=== GOAL OF THE EXERCISE ===
Update the data from the line containing "of the cafe" through the end of the data, replacing "canopy" with "awning" and leaving everything else unchanged. Return only those lines.

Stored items
________
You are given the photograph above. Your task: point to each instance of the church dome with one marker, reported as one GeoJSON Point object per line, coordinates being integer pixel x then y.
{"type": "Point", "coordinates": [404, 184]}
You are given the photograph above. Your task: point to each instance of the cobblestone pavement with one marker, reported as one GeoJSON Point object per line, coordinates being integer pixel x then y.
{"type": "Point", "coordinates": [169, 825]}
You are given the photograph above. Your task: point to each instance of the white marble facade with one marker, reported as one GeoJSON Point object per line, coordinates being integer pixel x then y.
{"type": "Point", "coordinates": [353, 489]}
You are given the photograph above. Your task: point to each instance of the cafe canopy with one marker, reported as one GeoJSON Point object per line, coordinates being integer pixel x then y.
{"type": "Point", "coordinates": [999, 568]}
________
=== RESULT OF THE EXERCISE ===
You are given the photograph above. Your task: point to each instance of the cafe awning with one marker, reported as one GeoJSON Point object per line, coordinates being integer pixel x then y.
{"type": "Point", "coordinates": [999, 568]}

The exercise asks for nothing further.